___ EXTRAIT DU TEXTE ___

BD : Un zoo en hiver - Jirô Taniguchi (entre **** et *****)

Par Philisine Cave

Un zoo en hiver retrace les débuts dans la vie d'adulte d'un jeune homme Mitsuo Hamagushi dont le souhait professionnel est de devenir mangaka (créateur de mangas). On est à Tokyo dans les années 1967-1968.

Un zoo en hiver est une plongée dans le monde japonais, celui des codes du travail à pas d'heure (finir à 3h du matin et diner au restaurant ensuite est considéré comme normal, tout comme dormir trois ou quatre heures par nuit), celui des codes de conduite sociétaux (en 1967, l'adultère d'une femme aisée est fortement réprimé ; la fautive y perd sa liberté de mouvement et y gagne un retour au cocon patriarcal peu enclin à  la compréhension), celui de l'attente et du perfectionnisme : une bonne histoire n'est pas forcément publiée, le mangaka assure sa réussite grâce à un staff au point pour compléter les images et les ombres. Dans Un zoo en hiver, on y découvre un jeune héros avec sa première cuite, la première danse, le premier baiser, le premier amour, les premiers nus, avec ses doutes et ses désirs de réussite, ses rendez-vous dominicaux dans le zoo du coin pour shooter en images les scènes animales : un jeune homme qui a transcendé la volonté maternelle d'une sécurité plan-plan de l'emploi, un adolescent qui débute tôt le rythme infernal du boulot-métro-dodo. Un zoo en hiver montre la promiscuité des corps (la colocation est une obligation), rend hommage aux petites fourmis travailleuses sans lesquelles aucun manga ne pourra sortir fini.   

Le tracé de Jirô Taniguchi est net et pointilleux, les dialogues sont justes, le scénario est d'une logique implacable, les décors sont d'une précision remarquable. J'ai déroulé l'histoire avec un vrai plaisir de lecture et de découverte culturelle. J'ai aimé les images, j'ai oublié le noir et blanc (mon cerveau y a mis des couleurs), j'ai visualisé toutes les scènes, tous les caractères. J'ai aimé et j'ai compris les moments de tension (la pression sociétale, la pression familiale, l'espoir et la maladie). Une infinie tendresse se dégage de cette œuvre qui est un hommage certain à tous ceux qui conçoivent des albums imagés, sans compter leurs heures ni les sacrifices. À juste raison. À découvrir absolument.

Editions Castermann 

Traduction du japonais par Corinne Quentin.

___ DONNÉES FOURNIES ___

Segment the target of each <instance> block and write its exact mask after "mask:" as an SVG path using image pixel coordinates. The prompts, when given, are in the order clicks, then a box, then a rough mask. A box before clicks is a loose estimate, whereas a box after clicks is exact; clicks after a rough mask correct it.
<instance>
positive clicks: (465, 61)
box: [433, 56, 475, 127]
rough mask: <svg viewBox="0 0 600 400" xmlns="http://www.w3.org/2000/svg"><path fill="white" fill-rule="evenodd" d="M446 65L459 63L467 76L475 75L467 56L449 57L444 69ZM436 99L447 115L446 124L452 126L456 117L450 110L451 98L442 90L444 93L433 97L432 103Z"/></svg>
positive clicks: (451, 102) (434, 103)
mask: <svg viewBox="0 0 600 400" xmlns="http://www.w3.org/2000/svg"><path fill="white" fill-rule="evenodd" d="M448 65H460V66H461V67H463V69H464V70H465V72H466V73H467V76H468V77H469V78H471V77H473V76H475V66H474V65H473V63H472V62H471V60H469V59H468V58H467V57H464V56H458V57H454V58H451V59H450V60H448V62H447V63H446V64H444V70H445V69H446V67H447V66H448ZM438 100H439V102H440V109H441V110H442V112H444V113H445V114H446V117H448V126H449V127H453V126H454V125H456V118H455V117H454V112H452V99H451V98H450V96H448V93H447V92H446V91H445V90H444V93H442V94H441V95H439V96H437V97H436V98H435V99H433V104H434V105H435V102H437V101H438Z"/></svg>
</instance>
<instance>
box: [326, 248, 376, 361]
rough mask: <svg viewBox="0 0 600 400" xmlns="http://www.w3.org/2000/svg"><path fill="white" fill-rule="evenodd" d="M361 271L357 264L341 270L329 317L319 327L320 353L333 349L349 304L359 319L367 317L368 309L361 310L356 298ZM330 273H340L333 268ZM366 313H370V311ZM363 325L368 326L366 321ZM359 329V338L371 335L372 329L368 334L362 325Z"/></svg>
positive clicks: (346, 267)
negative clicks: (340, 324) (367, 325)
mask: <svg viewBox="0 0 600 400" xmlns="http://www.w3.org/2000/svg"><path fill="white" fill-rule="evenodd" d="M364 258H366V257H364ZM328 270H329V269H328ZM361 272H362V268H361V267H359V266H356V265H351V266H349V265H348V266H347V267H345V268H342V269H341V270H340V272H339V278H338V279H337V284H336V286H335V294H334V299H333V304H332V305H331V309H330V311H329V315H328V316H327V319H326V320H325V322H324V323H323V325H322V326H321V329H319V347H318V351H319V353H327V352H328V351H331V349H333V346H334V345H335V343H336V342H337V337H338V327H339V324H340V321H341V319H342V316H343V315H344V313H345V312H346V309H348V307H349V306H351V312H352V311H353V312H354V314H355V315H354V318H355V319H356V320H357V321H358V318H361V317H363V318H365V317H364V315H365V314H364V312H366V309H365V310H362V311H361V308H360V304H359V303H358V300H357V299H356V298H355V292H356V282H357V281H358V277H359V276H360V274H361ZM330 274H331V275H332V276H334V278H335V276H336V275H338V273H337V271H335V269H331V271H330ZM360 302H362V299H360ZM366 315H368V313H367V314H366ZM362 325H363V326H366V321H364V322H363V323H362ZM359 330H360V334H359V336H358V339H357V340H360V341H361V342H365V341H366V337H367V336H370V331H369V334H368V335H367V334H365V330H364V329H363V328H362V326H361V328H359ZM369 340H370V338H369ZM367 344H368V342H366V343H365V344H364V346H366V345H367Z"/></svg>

___

# MISE EN PRATIQUE
1. D'après la critique d'Un zoo en hiver, dans quelle ville et à quelle époque se déroule l'histoire ?
2. Indiquez, s'il vous plaît, si chaque affirmation s'accorde avec la critique d'Un zoo en hiver, en répondant par oui ou non et en citant les mots qui tranchent.
(a) Mitsuo Hamagushi veut devenir mangaka.
(b) L'ouvrage a été traduit de l'anglais.
(c) La colocation y apparaît comme un choix facultatif.
3. Selon la critique d'Un zoo en hiver, sur quoi repose la réussite d'un mangaka ? Répondez en une à trois phrases.
Les lignes constituent un matériau indépendant de la critique.

# SOLUTIONS DANS L'ORDRE
1. À Tokyo, dans les années 1967-1968.

2.
(a) Oui : « dont le souhait professionnel est de devenir mangaka ».
(b) Non : « Traduction du japonais par Corinne Quentin ».
(c) Non : « la colocation est une obligation ».

3. Le mangaka assure sa réussite grâce à une équipe au point qui complète les images et les ombres. La critique rend hommage à ces « petites fourmis travailleuses sans lesquelles aucun manga ne pourra sortir fini ».